BEGIN DATA LINES

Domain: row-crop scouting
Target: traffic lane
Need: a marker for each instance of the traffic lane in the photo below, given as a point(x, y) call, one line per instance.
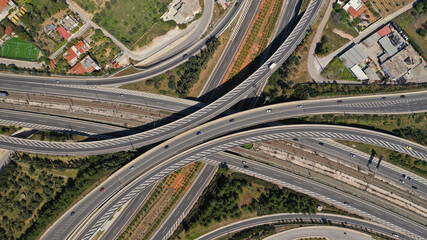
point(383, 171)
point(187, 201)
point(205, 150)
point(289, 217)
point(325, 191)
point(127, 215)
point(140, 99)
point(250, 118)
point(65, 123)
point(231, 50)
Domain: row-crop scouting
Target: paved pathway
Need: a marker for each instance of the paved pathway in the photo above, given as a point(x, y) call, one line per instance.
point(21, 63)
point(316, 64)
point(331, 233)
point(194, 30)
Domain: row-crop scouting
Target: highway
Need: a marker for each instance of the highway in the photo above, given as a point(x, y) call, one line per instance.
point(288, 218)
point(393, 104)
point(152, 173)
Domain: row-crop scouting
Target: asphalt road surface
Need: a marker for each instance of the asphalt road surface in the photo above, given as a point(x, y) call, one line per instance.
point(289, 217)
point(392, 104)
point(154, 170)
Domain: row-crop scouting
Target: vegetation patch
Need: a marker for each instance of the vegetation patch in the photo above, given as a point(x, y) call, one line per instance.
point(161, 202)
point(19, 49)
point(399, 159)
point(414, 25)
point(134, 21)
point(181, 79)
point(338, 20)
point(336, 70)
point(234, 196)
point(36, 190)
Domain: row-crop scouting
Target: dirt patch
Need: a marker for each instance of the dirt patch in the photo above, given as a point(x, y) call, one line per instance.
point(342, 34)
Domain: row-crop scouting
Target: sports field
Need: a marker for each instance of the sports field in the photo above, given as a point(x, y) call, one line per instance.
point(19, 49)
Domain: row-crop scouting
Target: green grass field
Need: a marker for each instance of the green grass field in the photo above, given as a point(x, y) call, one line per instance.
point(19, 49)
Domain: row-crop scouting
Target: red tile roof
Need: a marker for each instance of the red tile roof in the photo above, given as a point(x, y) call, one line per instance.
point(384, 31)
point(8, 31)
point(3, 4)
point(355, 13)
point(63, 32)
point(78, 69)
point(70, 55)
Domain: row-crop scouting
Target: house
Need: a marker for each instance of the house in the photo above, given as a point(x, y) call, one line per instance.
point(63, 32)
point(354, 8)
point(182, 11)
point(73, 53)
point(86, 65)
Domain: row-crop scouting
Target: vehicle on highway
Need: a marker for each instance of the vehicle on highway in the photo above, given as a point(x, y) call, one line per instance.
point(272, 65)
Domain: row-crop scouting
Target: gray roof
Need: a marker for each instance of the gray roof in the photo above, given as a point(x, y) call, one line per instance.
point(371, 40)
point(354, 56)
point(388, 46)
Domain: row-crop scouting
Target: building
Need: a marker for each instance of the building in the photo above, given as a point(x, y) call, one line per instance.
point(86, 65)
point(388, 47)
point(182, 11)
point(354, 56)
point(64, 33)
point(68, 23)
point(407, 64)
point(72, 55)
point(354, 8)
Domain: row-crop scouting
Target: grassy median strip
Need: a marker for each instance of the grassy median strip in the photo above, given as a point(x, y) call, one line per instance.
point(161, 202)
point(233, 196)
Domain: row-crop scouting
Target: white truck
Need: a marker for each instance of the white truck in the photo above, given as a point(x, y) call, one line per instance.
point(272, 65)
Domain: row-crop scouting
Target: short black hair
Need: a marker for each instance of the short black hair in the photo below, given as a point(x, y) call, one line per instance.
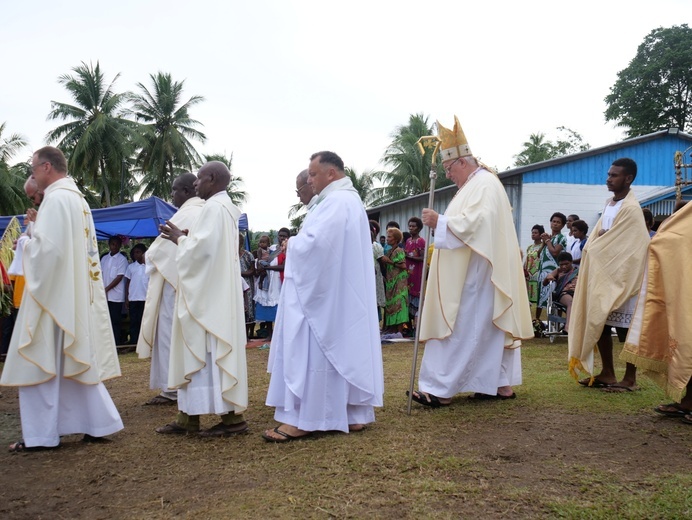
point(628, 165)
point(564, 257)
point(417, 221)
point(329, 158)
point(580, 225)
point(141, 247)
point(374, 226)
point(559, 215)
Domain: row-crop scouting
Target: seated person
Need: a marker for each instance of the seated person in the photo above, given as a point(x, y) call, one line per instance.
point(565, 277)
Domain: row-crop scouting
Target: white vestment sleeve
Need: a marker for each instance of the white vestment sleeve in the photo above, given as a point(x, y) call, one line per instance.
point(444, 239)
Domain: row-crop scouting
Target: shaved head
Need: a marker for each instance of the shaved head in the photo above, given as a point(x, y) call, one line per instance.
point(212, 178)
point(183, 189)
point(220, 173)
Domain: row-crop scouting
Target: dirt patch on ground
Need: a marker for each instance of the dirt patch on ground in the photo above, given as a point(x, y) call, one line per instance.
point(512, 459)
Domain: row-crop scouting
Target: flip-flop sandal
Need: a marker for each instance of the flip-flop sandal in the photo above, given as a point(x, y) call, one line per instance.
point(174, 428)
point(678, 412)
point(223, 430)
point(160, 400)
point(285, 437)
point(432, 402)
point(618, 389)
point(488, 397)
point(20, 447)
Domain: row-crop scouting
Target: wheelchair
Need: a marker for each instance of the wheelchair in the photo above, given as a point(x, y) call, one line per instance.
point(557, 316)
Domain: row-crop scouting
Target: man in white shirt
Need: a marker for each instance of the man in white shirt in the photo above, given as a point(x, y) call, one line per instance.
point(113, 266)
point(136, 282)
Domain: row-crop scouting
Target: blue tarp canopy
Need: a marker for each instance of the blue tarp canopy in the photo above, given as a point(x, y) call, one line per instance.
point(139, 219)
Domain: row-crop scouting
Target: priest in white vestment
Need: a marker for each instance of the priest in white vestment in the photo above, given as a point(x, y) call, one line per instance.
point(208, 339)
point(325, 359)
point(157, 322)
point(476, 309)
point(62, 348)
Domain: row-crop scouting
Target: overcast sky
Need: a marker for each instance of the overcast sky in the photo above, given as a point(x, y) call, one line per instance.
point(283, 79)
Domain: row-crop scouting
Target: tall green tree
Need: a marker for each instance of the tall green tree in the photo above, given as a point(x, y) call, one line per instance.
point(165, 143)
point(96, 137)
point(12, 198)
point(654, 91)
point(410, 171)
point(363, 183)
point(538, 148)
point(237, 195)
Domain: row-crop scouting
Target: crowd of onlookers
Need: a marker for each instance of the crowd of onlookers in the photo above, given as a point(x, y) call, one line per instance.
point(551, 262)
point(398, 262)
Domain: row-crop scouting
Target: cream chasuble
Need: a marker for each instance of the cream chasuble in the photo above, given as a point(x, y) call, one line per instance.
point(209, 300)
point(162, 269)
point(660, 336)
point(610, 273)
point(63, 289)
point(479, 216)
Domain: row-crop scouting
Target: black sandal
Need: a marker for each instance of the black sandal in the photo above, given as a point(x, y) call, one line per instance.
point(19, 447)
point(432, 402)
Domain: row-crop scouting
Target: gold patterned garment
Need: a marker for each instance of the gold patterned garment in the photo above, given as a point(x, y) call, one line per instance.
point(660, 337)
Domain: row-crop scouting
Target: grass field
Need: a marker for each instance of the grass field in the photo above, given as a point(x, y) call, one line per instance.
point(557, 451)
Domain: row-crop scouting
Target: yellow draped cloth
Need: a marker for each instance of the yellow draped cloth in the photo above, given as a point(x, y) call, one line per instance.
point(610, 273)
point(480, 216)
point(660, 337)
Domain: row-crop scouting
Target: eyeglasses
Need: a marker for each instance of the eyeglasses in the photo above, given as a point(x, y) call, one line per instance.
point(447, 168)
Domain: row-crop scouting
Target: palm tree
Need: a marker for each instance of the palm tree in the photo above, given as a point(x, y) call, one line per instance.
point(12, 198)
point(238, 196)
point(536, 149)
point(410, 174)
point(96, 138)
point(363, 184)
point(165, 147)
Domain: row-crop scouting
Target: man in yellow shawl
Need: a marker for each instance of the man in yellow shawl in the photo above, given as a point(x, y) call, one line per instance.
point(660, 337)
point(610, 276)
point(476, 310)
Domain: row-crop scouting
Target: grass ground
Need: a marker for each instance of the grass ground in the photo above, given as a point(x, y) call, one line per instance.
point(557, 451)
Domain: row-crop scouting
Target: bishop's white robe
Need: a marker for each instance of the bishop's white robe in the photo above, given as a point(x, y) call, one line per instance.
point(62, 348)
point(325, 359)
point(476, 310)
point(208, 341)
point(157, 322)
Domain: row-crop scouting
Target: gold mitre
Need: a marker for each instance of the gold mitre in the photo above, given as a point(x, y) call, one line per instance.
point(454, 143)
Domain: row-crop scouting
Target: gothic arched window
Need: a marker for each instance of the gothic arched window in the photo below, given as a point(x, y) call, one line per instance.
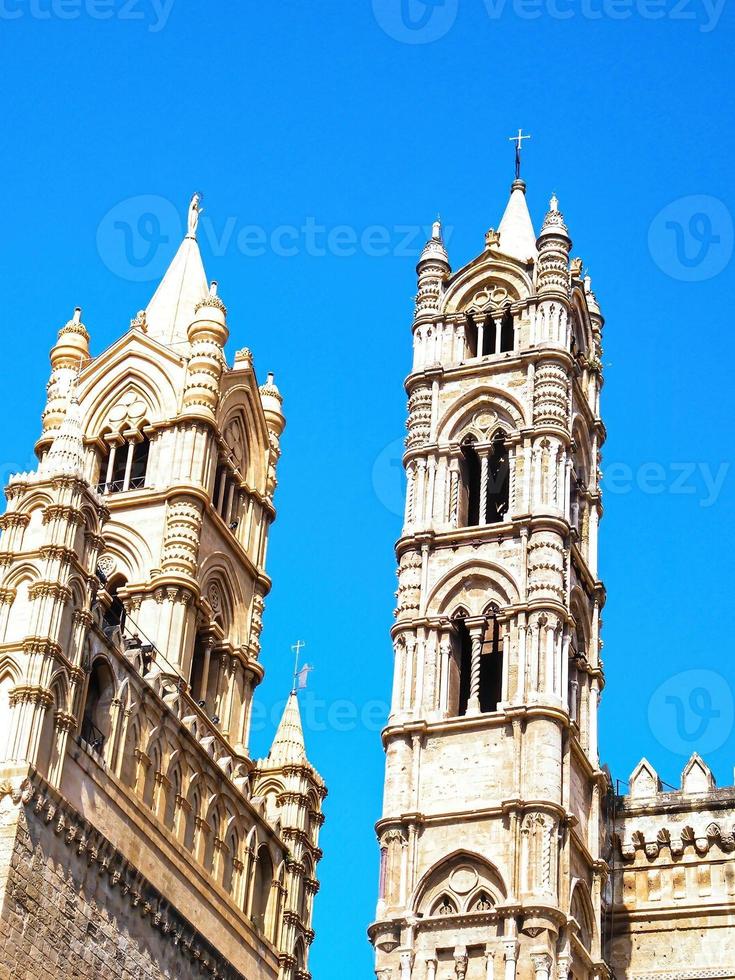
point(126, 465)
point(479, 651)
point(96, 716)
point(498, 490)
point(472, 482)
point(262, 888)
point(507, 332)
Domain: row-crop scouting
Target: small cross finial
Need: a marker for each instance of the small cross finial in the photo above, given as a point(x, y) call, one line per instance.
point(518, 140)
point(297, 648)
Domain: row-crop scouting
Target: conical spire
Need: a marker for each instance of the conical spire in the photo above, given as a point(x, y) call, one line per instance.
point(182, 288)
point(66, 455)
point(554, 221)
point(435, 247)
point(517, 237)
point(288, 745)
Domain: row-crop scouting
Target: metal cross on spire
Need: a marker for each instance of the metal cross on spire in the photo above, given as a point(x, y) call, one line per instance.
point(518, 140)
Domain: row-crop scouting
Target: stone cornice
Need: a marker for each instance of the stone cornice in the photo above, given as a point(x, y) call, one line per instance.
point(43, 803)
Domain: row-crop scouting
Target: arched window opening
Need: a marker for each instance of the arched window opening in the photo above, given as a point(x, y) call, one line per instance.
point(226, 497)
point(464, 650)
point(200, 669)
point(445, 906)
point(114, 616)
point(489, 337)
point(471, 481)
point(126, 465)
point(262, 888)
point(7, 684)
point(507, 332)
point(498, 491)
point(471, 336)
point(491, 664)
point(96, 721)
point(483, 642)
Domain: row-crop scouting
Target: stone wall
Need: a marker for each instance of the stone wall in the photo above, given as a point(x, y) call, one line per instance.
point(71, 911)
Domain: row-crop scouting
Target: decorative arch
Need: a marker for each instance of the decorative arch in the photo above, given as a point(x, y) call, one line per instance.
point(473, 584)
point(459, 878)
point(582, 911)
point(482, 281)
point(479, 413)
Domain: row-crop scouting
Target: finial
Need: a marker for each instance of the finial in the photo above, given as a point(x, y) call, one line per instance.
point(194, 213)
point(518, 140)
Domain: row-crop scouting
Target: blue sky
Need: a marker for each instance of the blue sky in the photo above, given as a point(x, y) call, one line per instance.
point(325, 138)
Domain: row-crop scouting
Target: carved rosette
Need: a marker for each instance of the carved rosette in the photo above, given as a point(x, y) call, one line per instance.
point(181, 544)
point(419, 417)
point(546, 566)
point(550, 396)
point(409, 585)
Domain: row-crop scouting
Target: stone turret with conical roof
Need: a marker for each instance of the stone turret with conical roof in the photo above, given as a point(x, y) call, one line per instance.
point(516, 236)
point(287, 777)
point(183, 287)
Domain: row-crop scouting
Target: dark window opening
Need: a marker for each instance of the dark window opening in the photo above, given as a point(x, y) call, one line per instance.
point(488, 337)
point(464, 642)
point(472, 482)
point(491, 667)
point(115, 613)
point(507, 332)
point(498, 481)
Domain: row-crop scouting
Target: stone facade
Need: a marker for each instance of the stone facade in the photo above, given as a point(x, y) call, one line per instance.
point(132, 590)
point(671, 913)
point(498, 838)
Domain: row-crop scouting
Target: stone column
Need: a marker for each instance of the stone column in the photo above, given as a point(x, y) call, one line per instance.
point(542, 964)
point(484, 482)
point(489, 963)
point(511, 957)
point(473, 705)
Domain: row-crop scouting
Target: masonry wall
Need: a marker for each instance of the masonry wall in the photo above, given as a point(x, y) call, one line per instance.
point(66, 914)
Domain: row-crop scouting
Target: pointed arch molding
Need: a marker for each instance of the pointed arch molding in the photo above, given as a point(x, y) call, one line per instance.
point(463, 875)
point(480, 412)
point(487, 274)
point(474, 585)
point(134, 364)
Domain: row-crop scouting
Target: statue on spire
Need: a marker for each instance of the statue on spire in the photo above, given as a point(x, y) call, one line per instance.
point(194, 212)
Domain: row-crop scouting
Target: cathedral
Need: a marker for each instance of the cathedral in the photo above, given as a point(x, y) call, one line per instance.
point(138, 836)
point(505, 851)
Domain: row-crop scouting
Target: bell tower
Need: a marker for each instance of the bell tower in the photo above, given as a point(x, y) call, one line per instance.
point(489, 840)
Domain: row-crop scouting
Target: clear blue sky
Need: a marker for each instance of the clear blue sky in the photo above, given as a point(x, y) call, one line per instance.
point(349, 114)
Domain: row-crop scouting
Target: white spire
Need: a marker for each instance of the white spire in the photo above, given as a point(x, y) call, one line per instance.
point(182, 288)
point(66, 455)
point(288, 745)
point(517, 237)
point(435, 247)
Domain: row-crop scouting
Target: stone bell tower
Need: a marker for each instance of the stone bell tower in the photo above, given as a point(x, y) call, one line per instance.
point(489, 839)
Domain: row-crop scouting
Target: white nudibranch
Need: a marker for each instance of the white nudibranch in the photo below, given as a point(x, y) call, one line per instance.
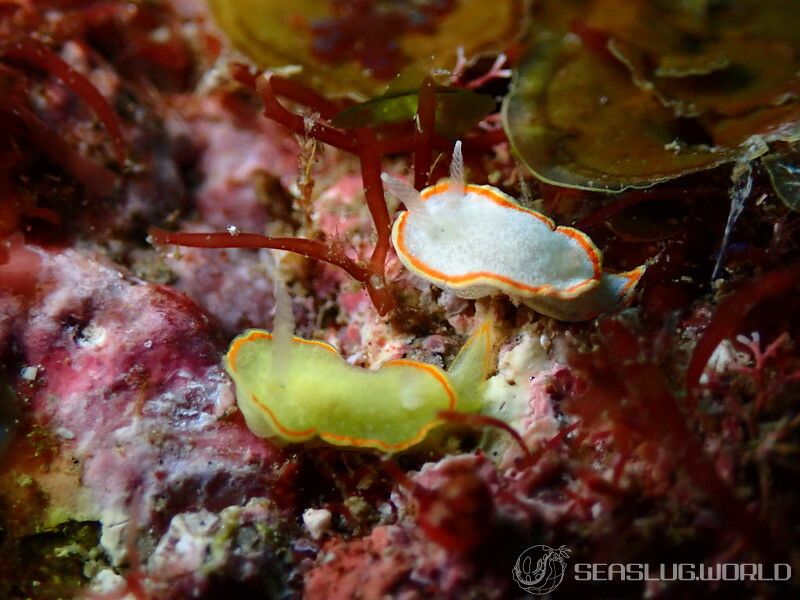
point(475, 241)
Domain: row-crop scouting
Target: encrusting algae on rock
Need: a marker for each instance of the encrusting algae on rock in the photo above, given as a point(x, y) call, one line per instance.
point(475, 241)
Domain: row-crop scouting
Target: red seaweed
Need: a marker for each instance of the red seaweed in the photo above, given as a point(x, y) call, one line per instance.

END DATA LINES

(CHALLENGE):
Please pull out every line of the items above that contains the word "traffic", matching case exactly.

(EXERCISE ANSWER):
Target: traffic lane
Need: a marker for each instance of the traffic lane in the photo below, given as a point(x, y) call, one line per instance.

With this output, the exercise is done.